#### [WORK REQUIRED]
Retyping all the entries exactly is the whole task.

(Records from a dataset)
--- START ---
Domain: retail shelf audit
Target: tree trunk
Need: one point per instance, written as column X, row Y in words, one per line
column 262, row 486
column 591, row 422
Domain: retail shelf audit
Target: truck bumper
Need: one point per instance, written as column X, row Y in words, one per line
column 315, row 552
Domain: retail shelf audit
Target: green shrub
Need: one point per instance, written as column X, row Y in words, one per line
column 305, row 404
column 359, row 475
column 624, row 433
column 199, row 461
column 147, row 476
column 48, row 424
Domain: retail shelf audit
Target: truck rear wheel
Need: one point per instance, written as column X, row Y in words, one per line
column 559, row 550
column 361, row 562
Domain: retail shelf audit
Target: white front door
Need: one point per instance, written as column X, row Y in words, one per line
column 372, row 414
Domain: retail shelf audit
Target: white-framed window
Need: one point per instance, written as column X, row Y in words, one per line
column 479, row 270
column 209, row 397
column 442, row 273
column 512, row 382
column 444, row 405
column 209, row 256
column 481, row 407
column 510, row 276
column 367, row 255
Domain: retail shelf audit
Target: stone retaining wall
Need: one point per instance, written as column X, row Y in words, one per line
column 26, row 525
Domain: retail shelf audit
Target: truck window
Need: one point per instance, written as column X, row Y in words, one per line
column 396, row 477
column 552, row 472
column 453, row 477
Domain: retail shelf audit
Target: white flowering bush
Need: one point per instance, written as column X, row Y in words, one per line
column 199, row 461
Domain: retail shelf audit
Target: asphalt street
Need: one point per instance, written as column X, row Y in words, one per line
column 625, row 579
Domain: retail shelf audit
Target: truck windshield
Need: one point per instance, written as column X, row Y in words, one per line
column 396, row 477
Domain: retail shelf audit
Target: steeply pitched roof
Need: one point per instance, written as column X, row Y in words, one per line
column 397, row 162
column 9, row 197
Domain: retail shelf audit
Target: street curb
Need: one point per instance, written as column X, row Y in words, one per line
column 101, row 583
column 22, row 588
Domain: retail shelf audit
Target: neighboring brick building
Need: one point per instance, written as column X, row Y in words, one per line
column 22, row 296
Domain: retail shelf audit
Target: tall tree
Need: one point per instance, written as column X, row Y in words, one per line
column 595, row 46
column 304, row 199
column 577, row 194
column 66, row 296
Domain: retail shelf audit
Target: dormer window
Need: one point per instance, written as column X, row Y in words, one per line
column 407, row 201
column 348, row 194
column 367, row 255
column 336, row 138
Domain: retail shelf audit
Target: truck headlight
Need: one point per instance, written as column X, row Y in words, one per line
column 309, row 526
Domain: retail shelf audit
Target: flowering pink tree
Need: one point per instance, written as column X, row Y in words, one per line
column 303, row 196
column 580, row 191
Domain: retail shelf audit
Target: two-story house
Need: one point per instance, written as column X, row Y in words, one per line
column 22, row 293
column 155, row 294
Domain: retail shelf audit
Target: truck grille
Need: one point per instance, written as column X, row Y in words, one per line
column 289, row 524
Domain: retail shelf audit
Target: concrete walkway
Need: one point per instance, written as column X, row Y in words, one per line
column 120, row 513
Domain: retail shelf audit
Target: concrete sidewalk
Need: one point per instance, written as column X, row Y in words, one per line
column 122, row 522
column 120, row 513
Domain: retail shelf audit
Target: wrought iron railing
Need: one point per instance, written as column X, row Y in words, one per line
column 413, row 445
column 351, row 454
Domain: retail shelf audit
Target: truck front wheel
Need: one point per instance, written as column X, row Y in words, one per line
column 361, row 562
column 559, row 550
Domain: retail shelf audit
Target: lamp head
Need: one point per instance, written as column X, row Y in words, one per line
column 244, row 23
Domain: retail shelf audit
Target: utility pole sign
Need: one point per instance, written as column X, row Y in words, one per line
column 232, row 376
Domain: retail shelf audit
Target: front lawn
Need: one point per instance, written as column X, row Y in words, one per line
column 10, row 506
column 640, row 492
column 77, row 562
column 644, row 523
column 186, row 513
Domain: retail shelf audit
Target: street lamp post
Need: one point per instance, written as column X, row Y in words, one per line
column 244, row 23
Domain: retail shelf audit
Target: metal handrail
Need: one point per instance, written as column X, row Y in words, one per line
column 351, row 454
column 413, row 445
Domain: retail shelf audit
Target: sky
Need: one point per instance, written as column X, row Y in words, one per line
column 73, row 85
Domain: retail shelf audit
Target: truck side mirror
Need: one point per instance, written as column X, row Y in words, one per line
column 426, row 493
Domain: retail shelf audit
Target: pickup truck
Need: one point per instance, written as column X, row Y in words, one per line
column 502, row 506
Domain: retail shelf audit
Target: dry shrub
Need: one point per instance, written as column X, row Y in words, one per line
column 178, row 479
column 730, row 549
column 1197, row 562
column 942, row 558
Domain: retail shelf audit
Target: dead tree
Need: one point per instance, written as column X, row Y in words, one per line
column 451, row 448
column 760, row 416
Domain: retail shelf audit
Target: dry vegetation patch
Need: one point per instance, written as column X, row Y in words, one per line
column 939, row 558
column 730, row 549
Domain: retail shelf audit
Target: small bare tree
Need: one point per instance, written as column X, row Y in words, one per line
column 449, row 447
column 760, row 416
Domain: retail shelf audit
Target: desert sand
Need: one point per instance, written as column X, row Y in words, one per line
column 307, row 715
--- END ---
#### [REPLY]
Domain: retail shelf audit
Target: tree trunk
Need: one point per instance, written as column X, row Y in words, one per line
column 262, row 486
column 591, row 422
Domain: retail shelf audit
Target: truck bumper
Need: one point per instance, written as column X, row Y in words, one per line
column 315, row 552
Domain: retail shelf audit
Target: green shrub
Need: one point per instance, written as column X, row Y in words, one per line
column 305, row 404
column 359, row 475
column 624, row 433
column 199, row 461
column 147, row 476
column 48, row 424
Domain: retail shelf audit
Target: truck rear wheel
Need: one point per instance, written as column X, row Y in words, one per line
column 559, row 550
column 361, row 562
Domain: retail shelf audit
Target: white front door
Need: one point per instance, written as column X, row Y in words, one per line
column 372, row 414
Domain: retail shelf audit
Target: white-framed window
Need: one point per instance, written as column X, row Y in words, one per line
column 479, row 270
column 209, row 397
column 442, row 273
column 512, row 382
column 444, row 405
column 209, row 256
column 481, row 407
column 510, row 276
column 367, row 255
Domain: retail shelf audit
Target: stone retaining wall
Need: one point per instance, written as column X, row Y in words, one per line
column 26, row 525
Domain: retail shelf audit
Target: truck window
Need: one point per instance, written as column X, row Y in words, one per line
column 396, row 477
column 552, row 472
column 453, row 477
Domain: retail shelf audit
Target: white flowering bush
Need: one point per instance, written as column X, row Y in words, one per line
column 199, row 461
Domain: retail shelf audit
Target: asphalt street
Need: one point per instance, written as column X, row Y in words, one per line
column 625, row 579
Domain: retail shelf audit
Target: truck windshield
Need: one point per instance, written as column X, row Y in words, one per line
column 396, row 477
Domain: retail shelf audit
Target: steeply pitched roof
Need: one point per instance, written as column X, row Y in words, one per line
column 397, row 162
column 9, row 197
Domain: retail shelf audit
Target: street curb
Need: one point per instance, written as column X, row Y in words, one per line
column 101, row 583
column 22, row 588
Domain: retail shelf audit
Target: neighboring brick building
Need: one point per instance, written as column X, row Y in words, one per line
column 22, row 296
Domain: retail shelf audit
Target: tall tree
Need: one point per instance, written as column X, row Y in words, one per line
column 595, row 46
column 304, row 199
column 577, row 194
column 66, row 296
Domain: retail shelf audit
Target: dormer window
Need: one point per instance, written as column X, row Y in words, one per line
column 407, row 201
column 348, row 194
column 367, row 255
column 336, row 138
Domain: retail shelf audit
Target: truck headlight
Need: one point per instance, written as column X, row Y in words, one per line
column 309, row 526
Domain: retail shelf audit
Target: flowering pink tree
Need: one point per instance, written as column X, row Y in words, one per line
column 303, row 196
column 580, row 191
Domain: retail shelf audit
Target: two-story house
Need: one point per instance, written as column X, row Y in words, one per line
column 22, row 293
column 155, row 294
Domain: retail shelf audit
Target: truck grille
Need: one point per instance, written as column X, row Y in words, one per line
column 289, row 524
Domain: retail shelf audit
Target: concrete walkway
Need: one point per instance, written as column X, row Y in words, one per line
column 120, row 513
Domain: retail shelf audit
Target: concrete sidewalk
Need: one point per instance, written as column X, row Y in words, one per line
column 122, row 522
column 120, row 513
Domain: retail shelf audit
Target: wrought iron railing
Need: one point per instance, written as column X, row Y in words, one per line
column 413, row 445
column 351, row 454
Domain: retail shelf audit
Target: truck front wheel
Need: one point per instance, written as column X, row Y in words, one per line
column 361, row 562
column 559, row 550
Domain: retail shelf audit
Target: lamp head
Need: one point per instance, written as column X, row Y in words, one per line
column 244, row 23
Domain: retail shelf audit
Target: utility pole sign
Need: one point per instance, written as column X, row Y in words, one per line
column 232, row 376
Domain: retail shelf audit
Target: front lawn
Need: one point per instance, written as column X, row Y in words, one per line
column 10, row 506
column 640, row 492
column 77, row 562
column 644, row 523
column 186, row 513
Domain: retail shelf audit
Target: street lamp post
Need: one point per instance, written as column X, row Y in words, one per line
column 244, row 23
Domain: retail shelf audit
Target: metal handrail
Need: one point per instance, written as column X, row Y in words, one per line
column 351, row 454
column 413, row 445
Domain: retail shelf audit
Target: sky
Need: one point per instance, written as column X, row Y in words, one per line
column 73, row 85
Domain: retail shelf audit
Target: truck side mirror
Need: one point per instance, written as column X, row Y in words, one per line
column 426, row 493
Domain: retail shelf audit
Target: pickup truck
Need: one point per instance, written as column X, row Y in words, one per line
column 502, row 506
Domain: retail shelf audit
Target: dry shrub
Need: one point per instance, written as column X, row Y in words, one per line
column 178, row 479
column 730, row 549
column 1197, row 562
column 942, row 558
Domain: retail shelf audit
Target: dead tree
Need: one point per instance, written as column X, row Y in words, one per line
column 451, row 448
column 760, row 416
Domain: retail shelf audit
Target: dry vegetation patch
Need: one point per instance, written as column X, row Y in words, one per line
column 939, row 558
column 730, row 549
Domain: retail shelf audit
Target: small bare tree
Need: one point per instance, written as column X, row Y in words, one per line
column 449, row 447
column 760, row 416
Domain: retail shelf audit
Target: desert sand
Need: one point per instance, written as column X, row Y in words, one per line
column 307, row 715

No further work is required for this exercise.